╭─ MATERIALS PROVIDED

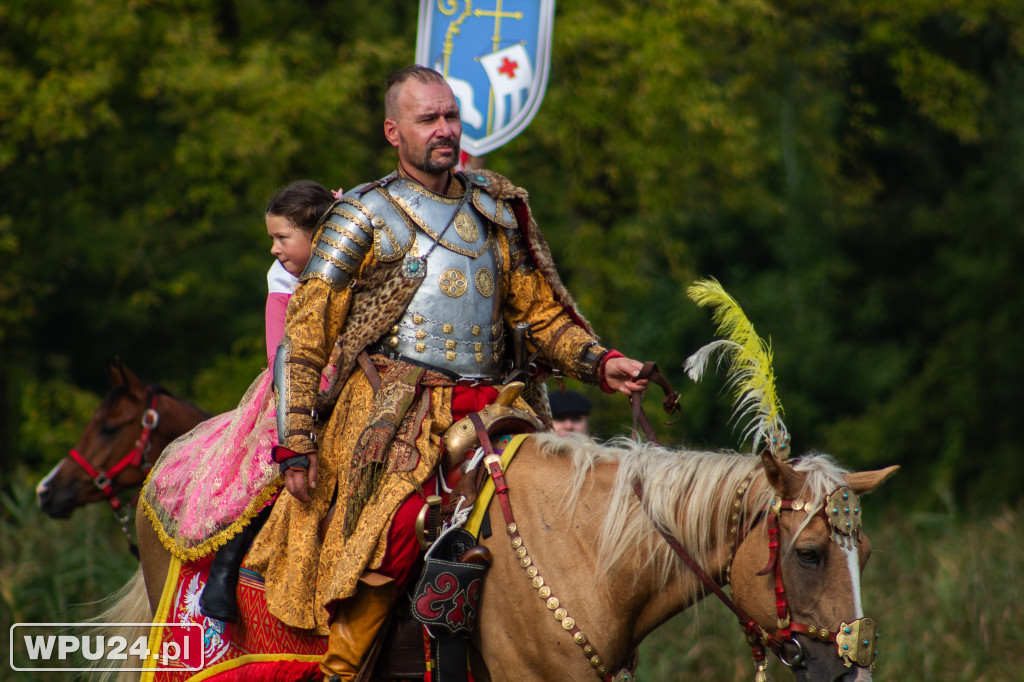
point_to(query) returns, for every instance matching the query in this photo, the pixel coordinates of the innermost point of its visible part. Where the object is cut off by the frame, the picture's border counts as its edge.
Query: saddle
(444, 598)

╰─
╭─ MATERIALS PROVIDED

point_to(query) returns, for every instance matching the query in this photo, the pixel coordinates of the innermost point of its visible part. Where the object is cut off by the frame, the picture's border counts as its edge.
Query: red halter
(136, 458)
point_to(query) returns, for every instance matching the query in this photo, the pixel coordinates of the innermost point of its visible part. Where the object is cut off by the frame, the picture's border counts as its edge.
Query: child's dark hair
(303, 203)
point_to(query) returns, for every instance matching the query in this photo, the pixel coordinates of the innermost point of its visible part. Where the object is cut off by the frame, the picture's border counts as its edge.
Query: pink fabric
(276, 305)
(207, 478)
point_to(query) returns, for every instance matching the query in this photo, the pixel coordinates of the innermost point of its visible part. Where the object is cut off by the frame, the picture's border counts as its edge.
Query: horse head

╰─

=== WORK INSTRUCTIONS ===
Starting at the line with "Query: child's dark hair" and ending at the line with "Query: horse head", print each line of the listing above exactly, with no other lines.

=== EXERCISE ANSWER ===
Query: child's dark hair
(303, 203)
point_to(query) returns, for every instance matching the query in this photo, the pixel coordinates of the innermost point of its visible part. Where the object is cut off by the frame, the picture's border counts as its edge.
Query: pink fabric
(276, 305)
(207, 478)
point_to(query) returns, for every instance matching the query in this photo, the pixel coordinates of the innermost point of its visible part. Where the object is cut off by the frame, the picture's border counts as its edge.
Query: horse head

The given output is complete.